◆ Required work
[a] In the python-cluster news below, what can you pass to the KCuster constructor if the clusters contain numpy arrays?
[b] Reproduce word for word the part of the python-cluster news starting with "Fixed bug caused" and going on through "to SVN (https://sourceforge.net/svn/?group_id=170665).".

Fixed bug caused by numpy arrays and KMeansClustering.
The KCuster constructor now accepts an optional function to test for item equality. If the clusters contain numpy arrays, you can pass "numpy.array_equals".
The project is now available in github here:
The news-feed and project page will remain on sourceforge for now.
Finally migrated to SVN (https://sourceforge.net/svn/?group_id=170665).
I did not bother about migrating the history as well. Not really necessary for such a small project. I will leave CVS access enabled for a while but will take it down eventually. So if you pull from CVS, make sure that you switch to the SVN repo as soon as possible.
A helpful hand discovered a broken link in the source.
Alternative link: http://mail.python.org/pipermail/python-list/2004-December/294990.html
It's not the same link, but contains similar information. I hope this link will stay.
- Applied patch  (thanks ajaksu)
--> Topology output supported
--> data and raw_data are now properties.
K-Means clustering is now implemented
This is a bug-fix release!
It fixes bug #1516204 that caused the clustering algorithm to raise an exception if an empty list or a list of only one item was supplied as argument.
In addition I added some unit-tests. This keeps development and bug-tracking a lot easier.
Eeeks. The last header in the news read "new release for python-ngram". Although that is somewhat true, it really should have read "python-cluster".
Finally I got around to build the dist-files and upload them. Enjoy.
You might notice that there are only the source distribution and the windows binary distribution. I decided to drop the rest because they are in my opinion unneeded. They all behave exactly the same as the source distribution anyway. Yes, I could have created the other files as well for convenience, but how hard is it really to type "python setup.py install"? ;)... read more
I finished a new version today. Now the hierarchical clustering works twice(!) as fast. This is achieved because the distance-matrix which is generated internally is symmetric. So I only need to calculate one half of the possible combinations.

◆ Raw data

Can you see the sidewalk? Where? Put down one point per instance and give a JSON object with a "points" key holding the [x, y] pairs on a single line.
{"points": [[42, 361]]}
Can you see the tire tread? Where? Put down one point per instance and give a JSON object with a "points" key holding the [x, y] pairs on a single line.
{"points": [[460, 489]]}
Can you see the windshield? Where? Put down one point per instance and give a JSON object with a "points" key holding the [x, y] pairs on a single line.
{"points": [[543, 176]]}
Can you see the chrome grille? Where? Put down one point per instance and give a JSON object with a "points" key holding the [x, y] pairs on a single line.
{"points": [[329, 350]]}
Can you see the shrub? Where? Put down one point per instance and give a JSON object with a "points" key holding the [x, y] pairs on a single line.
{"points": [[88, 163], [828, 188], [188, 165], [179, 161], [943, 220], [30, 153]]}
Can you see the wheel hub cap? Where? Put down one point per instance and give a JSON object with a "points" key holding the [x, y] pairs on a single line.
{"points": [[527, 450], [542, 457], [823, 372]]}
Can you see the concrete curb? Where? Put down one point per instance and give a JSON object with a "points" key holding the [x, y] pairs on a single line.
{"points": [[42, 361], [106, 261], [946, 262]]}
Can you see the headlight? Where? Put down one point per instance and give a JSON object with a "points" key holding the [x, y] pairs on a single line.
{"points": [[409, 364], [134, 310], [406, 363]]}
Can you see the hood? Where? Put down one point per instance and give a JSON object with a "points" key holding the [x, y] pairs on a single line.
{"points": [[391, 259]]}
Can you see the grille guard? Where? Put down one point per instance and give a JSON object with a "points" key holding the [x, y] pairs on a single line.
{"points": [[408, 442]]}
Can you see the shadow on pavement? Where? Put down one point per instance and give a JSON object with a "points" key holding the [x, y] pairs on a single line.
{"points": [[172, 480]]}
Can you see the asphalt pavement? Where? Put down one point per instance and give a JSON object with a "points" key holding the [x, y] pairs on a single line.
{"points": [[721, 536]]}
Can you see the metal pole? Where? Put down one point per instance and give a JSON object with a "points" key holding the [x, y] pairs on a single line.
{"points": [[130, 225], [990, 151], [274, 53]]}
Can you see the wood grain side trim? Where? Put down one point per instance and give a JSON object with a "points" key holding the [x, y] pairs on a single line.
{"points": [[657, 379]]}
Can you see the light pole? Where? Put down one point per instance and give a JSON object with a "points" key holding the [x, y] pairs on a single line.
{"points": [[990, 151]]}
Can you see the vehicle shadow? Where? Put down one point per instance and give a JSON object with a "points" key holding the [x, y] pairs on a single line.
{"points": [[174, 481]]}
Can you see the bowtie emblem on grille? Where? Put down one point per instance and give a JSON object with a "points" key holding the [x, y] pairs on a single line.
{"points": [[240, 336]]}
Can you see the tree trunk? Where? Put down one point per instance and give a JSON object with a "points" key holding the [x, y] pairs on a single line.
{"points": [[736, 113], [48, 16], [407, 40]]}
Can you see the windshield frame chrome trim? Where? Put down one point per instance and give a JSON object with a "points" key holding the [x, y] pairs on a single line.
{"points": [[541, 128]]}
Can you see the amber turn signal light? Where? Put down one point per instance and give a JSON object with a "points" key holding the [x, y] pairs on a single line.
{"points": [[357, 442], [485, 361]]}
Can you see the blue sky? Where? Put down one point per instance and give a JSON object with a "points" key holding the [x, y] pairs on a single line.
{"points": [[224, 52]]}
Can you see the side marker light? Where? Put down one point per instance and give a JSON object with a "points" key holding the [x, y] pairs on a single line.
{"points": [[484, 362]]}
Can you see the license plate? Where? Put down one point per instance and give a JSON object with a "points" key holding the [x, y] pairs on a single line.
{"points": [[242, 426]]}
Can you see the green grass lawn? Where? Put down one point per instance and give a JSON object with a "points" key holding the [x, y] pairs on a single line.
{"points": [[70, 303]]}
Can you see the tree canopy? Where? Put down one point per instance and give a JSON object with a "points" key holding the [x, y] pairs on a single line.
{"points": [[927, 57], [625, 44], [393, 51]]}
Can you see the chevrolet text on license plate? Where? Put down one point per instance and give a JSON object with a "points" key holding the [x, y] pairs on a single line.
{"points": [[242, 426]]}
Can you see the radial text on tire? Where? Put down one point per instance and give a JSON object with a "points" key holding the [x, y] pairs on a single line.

◆ Results in order
[a] "numpy.array_equals"

[b]
Fixed bug caused by numpy arrays and KMeansClustering.
The KCuster constructor now accepts an optional function to test for item equality. If the clusters contain numpy arrays, you can pass "numpy.array_equals".
The project is now available in github here:
The news-feed and project page will remain on sourceforge for now.
Finally migrated to SVN (https://sourceforge.net/svn/?group_id=170665).